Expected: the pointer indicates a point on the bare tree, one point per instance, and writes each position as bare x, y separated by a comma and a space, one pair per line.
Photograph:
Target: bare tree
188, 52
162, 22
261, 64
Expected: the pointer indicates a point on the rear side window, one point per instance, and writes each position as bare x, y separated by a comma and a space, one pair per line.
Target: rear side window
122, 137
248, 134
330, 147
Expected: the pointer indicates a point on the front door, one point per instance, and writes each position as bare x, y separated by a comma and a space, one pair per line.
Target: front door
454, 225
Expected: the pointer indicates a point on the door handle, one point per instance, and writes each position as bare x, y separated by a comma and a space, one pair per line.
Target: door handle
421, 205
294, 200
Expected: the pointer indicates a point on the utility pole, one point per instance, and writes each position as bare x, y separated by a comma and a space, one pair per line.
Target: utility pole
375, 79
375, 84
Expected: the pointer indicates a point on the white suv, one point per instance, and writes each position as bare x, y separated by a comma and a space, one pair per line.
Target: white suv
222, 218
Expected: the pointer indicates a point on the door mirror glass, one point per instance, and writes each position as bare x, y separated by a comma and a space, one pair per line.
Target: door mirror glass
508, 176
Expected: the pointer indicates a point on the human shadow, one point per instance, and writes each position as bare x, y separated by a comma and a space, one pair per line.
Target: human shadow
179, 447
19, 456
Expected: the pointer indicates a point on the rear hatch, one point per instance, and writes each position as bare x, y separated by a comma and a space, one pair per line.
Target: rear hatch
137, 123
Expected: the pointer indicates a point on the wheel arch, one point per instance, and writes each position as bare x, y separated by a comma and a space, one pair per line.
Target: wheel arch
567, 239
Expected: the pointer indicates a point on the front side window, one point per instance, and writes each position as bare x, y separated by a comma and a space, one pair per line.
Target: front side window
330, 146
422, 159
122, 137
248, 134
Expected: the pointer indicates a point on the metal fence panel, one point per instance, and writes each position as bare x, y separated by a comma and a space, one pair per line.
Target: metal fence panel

**To do**
All of the entries must be quoted exactly; please include each one.

**Correct response**
Expected: the pointer indicates a point on the bare tree, one point per instance, and writes each position as bare x, y separated by a comma and a space, one pair per line.
Photograph:
Target: bare tree
188, 52
162, 22
261, 64
Expected: the pointer indicates a point on the rear side window, one point per instance, and writes each position as bare x, y separated by a comma and a space, one pair per line.
Target: rear side window
122, 137
248, 134
330, 147
Expected: the pointer indicates a point on the front door, one point per instance, and writes each position as bare x, y separated by a comma and a space, one pair per line.
Target: front door
454, 225
Expected: the pointer indicates a point on the door handle, one point per instance, and writes each position as bare x, y separated by a comma and a space, one pair per line.
Target: door handle
421, 205
294, 200
Expected: the pointer indicates a point on the utility pole, one point per instance, and writes each position as bare x, y separated by a comma and a space, one pair per line.
Target: utility pole
375, 79
375, 84
Expected: the pointer indicates a point on the white suv, one point per instance, and writes each position as bare x, y separated by a comma and a space, one pair per line.
Target: white suv
222, 218
Expected: the pointer indicates a point on the door mirror glass, one point per instance, and writes each position as bare x, y separated by a comma and a space, one pair per line.
Target: door mirror glass
508, 176
Expected: the pointer indicates a point on the human shadow, one point per instance, and writes each position as bare x, y separated by a comma and a space, one pair per line.
Target: human shadow
179, 447
19, 456
Expected: the pointer indicates a point on the rear hatch, one point per instance, and writes each position as bare x, y separated by a comma and a space, one pair per line.
Target: rear hatch
137, 123
Expected: the pointer indicates a point on the wheel arch, one point per instance, and writes each position as bare x, y separated by a comma and a space, one pair per line.
Target: wheel arch
567, 239
Expected: the pointer indicates a point on the front side window, one point per instance, and writes each position as bare x, y separated by a comma and a space, one pair per line.
Target: front side window
330, 146
422, 159
122, 137
248, 134
Expected: the pointer indicates a point on the metal fence panel, one point per instance, and writes each position as bare x, y separated by a comma and a space, one pair per line.
Target: metal fence panel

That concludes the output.